§ **Task**
Return, exactly, the line that contains "Identify the light" together with all lines after it to the end of the entries, and no further lines.

§ **Records provided**
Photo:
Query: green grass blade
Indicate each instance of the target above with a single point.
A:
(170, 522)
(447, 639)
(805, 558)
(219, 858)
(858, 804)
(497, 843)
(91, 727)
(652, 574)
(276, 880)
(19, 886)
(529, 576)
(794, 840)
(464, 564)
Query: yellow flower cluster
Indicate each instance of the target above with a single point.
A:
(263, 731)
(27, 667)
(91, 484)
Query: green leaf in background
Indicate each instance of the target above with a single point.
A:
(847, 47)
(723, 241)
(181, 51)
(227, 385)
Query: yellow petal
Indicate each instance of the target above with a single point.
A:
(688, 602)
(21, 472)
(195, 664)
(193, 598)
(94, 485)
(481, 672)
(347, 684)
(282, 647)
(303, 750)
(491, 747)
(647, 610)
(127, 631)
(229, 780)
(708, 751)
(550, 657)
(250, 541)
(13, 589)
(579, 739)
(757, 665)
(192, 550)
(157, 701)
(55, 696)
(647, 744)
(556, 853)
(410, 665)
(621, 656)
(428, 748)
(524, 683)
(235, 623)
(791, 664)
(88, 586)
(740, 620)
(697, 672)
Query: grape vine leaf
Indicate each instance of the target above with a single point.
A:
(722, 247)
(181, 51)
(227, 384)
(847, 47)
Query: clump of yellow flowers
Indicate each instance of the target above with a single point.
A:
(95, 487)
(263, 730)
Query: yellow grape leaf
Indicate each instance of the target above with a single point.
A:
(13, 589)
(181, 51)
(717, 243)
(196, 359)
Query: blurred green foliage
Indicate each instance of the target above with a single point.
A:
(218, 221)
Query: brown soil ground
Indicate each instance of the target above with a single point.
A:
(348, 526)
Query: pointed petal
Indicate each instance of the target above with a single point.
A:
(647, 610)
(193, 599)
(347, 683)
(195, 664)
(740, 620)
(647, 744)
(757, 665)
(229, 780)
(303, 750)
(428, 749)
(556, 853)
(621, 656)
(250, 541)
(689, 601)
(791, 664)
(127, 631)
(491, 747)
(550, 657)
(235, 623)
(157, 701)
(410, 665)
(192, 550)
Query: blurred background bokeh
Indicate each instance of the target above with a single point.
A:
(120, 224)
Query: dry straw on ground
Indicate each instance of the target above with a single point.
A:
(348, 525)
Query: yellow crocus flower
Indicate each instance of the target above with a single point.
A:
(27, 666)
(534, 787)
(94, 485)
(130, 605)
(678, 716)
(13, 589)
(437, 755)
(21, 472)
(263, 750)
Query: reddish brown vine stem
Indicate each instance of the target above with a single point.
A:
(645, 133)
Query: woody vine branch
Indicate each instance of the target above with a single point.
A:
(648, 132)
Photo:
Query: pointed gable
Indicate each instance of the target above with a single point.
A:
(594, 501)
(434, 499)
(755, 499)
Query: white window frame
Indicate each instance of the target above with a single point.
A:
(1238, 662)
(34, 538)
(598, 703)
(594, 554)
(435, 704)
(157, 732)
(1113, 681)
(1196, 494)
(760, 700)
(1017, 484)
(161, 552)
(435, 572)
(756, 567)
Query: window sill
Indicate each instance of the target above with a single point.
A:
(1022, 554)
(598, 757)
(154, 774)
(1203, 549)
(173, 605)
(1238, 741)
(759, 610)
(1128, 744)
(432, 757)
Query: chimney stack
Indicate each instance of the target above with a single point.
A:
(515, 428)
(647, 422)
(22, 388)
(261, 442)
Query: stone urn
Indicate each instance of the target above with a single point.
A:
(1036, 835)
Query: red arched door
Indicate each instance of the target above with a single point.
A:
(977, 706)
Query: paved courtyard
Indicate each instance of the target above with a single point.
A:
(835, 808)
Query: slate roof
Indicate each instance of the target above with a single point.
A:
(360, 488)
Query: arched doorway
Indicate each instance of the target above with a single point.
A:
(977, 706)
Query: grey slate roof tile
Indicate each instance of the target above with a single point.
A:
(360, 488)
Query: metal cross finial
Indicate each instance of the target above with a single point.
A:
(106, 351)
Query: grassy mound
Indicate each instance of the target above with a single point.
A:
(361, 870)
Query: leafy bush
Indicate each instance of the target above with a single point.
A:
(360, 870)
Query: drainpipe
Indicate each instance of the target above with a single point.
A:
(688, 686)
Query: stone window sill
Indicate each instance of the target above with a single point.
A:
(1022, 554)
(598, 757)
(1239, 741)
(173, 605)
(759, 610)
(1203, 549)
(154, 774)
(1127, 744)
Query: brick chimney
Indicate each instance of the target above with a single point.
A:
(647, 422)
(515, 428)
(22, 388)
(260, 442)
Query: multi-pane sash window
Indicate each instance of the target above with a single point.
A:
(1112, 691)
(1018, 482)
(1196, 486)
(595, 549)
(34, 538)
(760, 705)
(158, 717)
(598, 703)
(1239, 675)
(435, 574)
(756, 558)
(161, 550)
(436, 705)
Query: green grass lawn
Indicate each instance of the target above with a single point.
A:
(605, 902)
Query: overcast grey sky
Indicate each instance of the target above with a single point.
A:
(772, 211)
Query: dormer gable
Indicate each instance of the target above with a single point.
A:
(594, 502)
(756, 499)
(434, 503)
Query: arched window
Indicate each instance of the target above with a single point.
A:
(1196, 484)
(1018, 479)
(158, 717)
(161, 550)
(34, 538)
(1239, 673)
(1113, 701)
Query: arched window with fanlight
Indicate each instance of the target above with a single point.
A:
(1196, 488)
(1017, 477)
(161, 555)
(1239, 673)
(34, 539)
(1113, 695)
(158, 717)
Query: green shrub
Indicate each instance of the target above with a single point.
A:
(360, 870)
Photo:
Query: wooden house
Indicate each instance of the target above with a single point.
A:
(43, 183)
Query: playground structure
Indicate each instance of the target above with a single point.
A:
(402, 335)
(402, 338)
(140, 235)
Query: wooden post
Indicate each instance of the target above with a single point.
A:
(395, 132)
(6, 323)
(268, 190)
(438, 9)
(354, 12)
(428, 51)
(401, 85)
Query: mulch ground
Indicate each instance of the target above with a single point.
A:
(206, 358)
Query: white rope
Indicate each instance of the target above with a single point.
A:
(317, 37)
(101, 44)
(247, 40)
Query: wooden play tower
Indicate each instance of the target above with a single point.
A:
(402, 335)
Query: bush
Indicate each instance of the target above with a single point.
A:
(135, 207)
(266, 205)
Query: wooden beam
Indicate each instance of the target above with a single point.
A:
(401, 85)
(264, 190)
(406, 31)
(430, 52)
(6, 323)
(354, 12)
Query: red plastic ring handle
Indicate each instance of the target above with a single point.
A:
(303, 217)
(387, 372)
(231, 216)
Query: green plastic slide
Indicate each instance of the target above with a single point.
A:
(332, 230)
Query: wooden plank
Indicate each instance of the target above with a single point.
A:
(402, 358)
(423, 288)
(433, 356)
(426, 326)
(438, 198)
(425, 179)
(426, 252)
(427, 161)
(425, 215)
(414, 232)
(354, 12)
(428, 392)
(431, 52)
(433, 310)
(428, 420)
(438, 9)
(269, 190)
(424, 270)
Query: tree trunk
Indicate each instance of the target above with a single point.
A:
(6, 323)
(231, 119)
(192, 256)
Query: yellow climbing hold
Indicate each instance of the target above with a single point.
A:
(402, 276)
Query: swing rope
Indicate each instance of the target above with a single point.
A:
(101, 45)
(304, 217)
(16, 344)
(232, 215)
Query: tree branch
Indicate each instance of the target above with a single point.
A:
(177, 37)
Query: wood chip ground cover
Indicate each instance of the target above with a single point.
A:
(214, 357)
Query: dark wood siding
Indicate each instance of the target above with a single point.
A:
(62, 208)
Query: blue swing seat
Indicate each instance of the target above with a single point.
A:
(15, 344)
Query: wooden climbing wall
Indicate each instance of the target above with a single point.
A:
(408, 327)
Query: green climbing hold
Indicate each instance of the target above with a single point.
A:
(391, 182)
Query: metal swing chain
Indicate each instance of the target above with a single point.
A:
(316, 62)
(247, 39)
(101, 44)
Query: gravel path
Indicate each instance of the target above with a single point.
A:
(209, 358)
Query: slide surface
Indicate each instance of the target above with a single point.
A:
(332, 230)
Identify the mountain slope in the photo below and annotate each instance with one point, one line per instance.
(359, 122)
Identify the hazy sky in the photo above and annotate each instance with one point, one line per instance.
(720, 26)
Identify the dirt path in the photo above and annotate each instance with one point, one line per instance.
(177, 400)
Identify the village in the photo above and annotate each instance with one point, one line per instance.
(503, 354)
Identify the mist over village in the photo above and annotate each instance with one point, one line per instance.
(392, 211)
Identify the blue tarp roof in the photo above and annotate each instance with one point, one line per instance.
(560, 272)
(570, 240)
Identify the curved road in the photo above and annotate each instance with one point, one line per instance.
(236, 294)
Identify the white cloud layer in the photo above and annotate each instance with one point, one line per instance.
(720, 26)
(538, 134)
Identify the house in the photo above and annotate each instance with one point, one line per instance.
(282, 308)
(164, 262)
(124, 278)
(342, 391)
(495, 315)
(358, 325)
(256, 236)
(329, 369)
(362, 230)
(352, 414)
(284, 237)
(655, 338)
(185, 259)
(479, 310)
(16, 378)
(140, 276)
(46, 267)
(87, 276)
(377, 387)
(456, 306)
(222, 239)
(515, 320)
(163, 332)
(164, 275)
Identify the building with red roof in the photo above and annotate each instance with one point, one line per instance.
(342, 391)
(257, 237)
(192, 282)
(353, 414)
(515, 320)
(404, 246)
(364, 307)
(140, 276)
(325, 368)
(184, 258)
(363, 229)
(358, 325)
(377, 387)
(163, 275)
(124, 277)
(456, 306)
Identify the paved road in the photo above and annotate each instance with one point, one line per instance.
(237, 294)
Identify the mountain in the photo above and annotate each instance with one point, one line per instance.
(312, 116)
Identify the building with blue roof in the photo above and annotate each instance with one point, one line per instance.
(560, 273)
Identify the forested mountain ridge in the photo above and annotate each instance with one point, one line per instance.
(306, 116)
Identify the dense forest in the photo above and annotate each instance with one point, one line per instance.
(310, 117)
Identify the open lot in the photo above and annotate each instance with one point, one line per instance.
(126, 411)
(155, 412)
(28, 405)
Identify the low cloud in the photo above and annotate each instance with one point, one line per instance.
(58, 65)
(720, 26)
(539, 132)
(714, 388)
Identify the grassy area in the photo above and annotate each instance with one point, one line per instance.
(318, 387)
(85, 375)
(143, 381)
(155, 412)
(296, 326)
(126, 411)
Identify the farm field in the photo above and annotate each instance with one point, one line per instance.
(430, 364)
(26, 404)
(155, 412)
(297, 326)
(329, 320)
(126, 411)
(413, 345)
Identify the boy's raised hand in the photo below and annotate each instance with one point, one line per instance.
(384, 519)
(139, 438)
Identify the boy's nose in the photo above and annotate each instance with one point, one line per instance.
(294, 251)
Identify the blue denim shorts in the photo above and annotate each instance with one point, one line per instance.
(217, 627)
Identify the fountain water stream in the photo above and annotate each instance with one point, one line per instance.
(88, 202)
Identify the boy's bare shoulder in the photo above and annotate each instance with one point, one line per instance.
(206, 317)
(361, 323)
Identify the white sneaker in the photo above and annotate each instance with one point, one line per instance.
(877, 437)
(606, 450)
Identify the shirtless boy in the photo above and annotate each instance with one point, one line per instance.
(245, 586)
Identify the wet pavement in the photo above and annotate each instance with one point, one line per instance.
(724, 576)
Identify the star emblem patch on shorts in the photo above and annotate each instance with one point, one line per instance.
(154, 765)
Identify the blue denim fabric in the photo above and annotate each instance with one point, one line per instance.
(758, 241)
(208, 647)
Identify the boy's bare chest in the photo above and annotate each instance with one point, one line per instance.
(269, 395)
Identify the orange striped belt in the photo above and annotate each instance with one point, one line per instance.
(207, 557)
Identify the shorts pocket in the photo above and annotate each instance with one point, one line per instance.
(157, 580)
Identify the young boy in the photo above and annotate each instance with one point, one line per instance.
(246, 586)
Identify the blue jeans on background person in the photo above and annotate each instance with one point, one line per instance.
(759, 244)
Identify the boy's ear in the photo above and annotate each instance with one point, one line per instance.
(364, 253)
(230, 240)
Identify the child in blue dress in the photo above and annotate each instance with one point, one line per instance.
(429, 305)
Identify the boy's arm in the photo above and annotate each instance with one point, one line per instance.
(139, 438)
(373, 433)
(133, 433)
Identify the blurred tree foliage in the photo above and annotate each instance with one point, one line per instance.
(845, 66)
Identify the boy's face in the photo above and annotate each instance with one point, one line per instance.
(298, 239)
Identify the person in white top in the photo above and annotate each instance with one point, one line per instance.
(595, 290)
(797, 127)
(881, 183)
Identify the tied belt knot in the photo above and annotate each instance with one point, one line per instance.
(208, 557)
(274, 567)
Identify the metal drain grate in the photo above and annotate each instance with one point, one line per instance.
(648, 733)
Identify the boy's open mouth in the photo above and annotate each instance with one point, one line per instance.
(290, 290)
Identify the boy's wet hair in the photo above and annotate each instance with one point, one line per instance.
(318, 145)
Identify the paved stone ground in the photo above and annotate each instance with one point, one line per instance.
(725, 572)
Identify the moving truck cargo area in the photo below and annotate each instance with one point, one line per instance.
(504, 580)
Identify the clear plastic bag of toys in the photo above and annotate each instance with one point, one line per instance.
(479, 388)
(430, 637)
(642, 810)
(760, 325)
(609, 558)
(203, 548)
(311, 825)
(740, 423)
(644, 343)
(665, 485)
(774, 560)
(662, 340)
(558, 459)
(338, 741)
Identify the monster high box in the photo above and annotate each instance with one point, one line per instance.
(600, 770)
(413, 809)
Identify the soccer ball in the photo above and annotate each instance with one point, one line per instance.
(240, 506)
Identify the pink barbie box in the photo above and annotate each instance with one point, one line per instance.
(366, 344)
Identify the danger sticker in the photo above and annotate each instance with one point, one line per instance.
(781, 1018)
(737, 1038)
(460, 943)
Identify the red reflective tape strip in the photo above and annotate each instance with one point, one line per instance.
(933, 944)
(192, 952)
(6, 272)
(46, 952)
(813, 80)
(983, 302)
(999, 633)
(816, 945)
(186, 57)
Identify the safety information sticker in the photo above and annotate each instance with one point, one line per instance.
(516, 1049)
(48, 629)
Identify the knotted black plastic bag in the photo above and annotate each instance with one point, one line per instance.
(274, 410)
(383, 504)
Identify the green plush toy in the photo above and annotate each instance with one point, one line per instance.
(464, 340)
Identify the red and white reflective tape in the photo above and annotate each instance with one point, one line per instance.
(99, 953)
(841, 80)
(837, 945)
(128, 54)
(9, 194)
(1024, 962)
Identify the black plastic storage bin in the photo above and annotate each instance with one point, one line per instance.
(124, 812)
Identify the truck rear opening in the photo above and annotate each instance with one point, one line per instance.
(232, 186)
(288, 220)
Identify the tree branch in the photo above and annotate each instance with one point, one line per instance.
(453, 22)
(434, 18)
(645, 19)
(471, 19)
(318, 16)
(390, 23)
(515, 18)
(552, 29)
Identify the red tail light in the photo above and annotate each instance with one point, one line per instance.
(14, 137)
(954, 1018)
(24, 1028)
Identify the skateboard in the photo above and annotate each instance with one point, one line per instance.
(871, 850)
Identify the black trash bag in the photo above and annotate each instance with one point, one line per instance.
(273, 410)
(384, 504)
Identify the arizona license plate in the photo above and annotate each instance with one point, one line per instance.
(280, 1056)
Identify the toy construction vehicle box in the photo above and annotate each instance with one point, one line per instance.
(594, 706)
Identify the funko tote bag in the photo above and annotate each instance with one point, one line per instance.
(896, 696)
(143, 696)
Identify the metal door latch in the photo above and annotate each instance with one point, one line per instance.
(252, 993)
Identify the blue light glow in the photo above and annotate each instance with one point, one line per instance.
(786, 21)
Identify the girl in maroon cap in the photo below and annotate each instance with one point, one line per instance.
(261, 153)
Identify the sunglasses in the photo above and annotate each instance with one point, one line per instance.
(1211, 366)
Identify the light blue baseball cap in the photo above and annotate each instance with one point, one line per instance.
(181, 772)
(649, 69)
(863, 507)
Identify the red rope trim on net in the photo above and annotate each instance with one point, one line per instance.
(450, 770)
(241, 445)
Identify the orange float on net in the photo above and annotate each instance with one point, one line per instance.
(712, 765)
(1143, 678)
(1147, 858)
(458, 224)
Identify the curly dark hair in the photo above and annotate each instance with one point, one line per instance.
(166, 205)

§ **Exercise answer**
Identify the light blue baseball cap in the photo above and annotate each instance with one point, one line per instance.
(181, 772)
(649, 69)
(863, 507)
Identify the red rope trim on net in the photo above and annotate each instance with one point, one line per instance.
(450, 770)
(241, 445)
Identify the orange float on net in the photo above and annotate each instance with one point, one line per instance.
(712, 765)
(1143, 678)
(1147, 858)
(458, 224)
Identify the curly dark hair in the photo above and annotate each instance with one point, one line per instance.
(166, 205)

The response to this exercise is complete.